== What to work on ==
Copy out the records from the line containing "spot the green leafy tree in the photo below" through the end, keeping the requests, but increase every x and y coordinate in the answers by 150. Leave out the pictures.
━━━━━━━━━━━━━━━━
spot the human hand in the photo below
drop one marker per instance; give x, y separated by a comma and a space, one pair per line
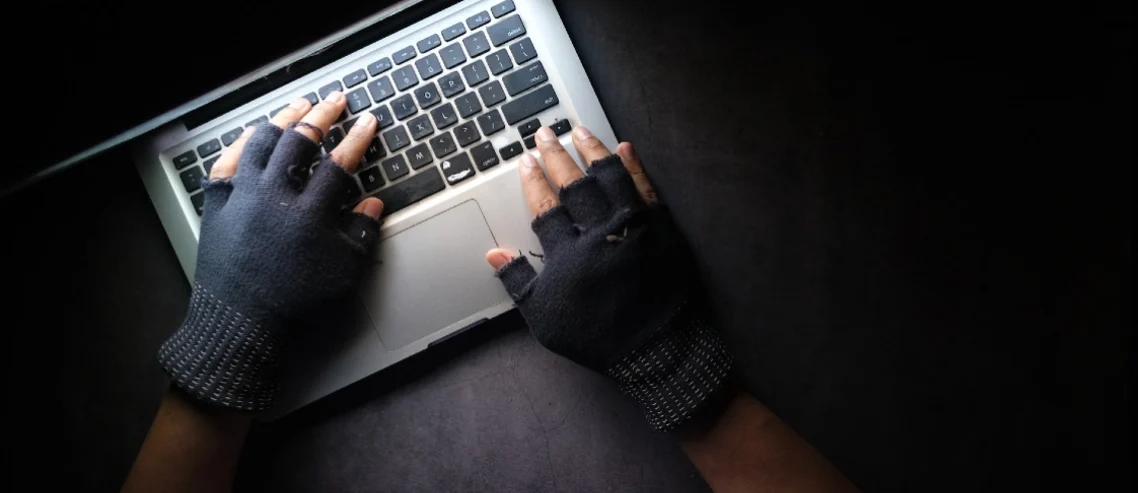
274, 248
618, 292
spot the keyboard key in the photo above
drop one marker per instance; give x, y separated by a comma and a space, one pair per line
467, 133
443, 145
208, 163
511, 150
429, 43
419, 156
529, 105
484, 156
404, 106
352, 192
405, 77
191, 178
415, 188
334, 138
476, 73
380, 89
428, 66
395, 167
404, 55
522, 51
444, 116
456, 169
184, 159
476, 43
428, 96
199, 203
561, 126
505, 30
357, 100
478, 19
491, 123
503, 8
355, 79
209, 147
525, 77
420, 128
453, 32
380, 66
451, 84
452, 56
492, 93
499, 62
374, 151
396, 139
528, 128
328, 89
468, 105
382, 116
371, 179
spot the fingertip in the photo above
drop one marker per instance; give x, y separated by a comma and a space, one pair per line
499, 257
371, 207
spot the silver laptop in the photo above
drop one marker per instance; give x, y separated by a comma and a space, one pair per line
459, 95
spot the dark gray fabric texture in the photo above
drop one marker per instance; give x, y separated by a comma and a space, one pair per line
274, 247
619, 282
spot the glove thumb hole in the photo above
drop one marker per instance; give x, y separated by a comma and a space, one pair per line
517, 276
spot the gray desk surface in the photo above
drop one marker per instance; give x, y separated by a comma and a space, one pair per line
896, 276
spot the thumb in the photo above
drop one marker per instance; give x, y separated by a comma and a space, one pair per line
499, 257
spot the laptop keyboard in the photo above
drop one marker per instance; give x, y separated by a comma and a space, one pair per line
435, 104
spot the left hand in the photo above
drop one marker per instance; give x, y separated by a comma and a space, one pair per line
274, 248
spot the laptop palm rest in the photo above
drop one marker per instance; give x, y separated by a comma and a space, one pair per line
430, 276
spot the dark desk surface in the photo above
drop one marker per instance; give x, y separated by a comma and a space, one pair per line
903, 274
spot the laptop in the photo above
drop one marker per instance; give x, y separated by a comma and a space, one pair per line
459, 89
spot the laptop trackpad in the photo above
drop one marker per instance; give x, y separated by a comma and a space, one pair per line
431, 276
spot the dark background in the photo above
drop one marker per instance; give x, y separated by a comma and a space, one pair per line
915, 227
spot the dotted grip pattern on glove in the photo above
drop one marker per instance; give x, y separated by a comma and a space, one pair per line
220, 356
674, 375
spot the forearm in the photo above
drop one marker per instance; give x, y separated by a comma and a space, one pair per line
745, 448
189, 449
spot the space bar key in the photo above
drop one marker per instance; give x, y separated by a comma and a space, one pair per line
420, 186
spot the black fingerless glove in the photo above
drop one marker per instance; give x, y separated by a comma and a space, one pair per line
618, 294
274, 247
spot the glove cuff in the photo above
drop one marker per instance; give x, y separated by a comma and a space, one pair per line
222, 358
676, 374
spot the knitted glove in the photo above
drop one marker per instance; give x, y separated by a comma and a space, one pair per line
274, 247
618, 295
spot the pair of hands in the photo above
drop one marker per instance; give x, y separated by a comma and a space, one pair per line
275, 249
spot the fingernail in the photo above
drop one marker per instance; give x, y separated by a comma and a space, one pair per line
373, 208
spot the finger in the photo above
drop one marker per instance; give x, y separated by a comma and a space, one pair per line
538, 194
636, 171
499, 257
291, 113
322, 116
588, 146
227, 164
371, 207
348, 153
559, 163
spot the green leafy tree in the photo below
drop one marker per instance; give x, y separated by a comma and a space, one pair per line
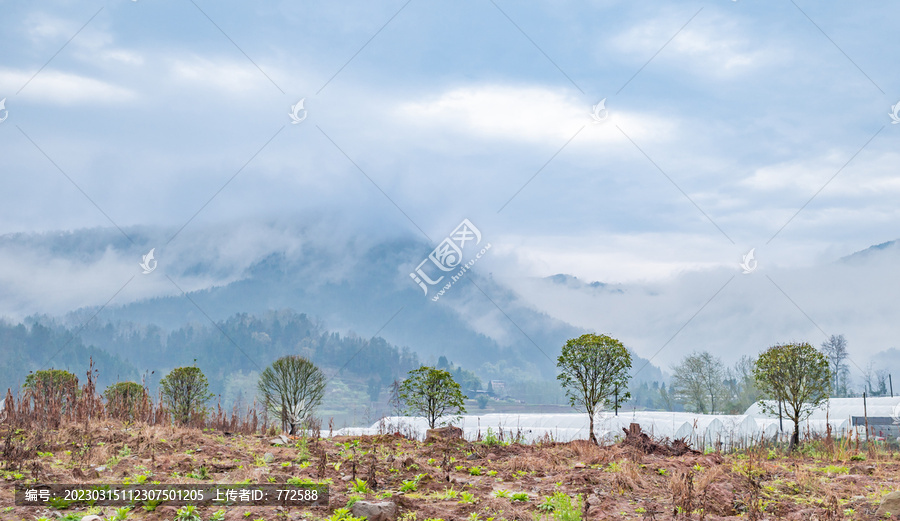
185, 392
292, 387
53, 386
433, 394
593, 368
123, 399
797, 377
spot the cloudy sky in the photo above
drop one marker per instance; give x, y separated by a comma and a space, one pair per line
730, 125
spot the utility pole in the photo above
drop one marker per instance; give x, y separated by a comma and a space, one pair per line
780, 422
617, 400
866, 414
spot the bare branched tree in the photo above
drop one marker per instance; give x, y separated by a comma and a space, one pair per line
835, 350
699, 383
292, 387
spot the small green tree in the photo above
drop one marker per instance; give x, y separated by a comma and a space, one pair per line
593, 368
185, 392
292, 387
53, 386
123, 399
797, 377
432, 393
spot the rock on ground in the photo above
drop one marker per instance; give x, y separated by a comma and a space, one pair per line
384, 511
447, 433
890, 503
━━━━━━━━━━━━━━━━
== Final result ==
spot the green leafy tree in the photo below
drop one marker per instance; give x, y separated by a comma and a space, one pair per line
335, 542
442, 537
203, 536
583, 544
743, 518
273, 549
947, 527
spot the cloudy sky in the photo above
drop one marker per instance; give x, y separated by a comma and a space, one pair per line
880, 275
spot the utility pole in the photo above
drop one marker per instance; give x, y separated by a comma and a space, one pair per line
930, 572
767, 550
1016, 564
spot the bare branched tree in the photo above
drop one marker per instance; give x, y separated by a comma and a space, one pair per line
985, 500
849, 533
442, 537
spot the small green tree in the photo above
drop one marker per instance; give x, y separated by a comma and a space, one pair per line
743, 518
335, 542
442, 537
203, 536
273, 549
947, 527
582, 543
spot the rock on ground in the photo above
drop one marker per instance; give x, y separated by a comma and a space, one pair per line
534, 661
597, 583
1040, 653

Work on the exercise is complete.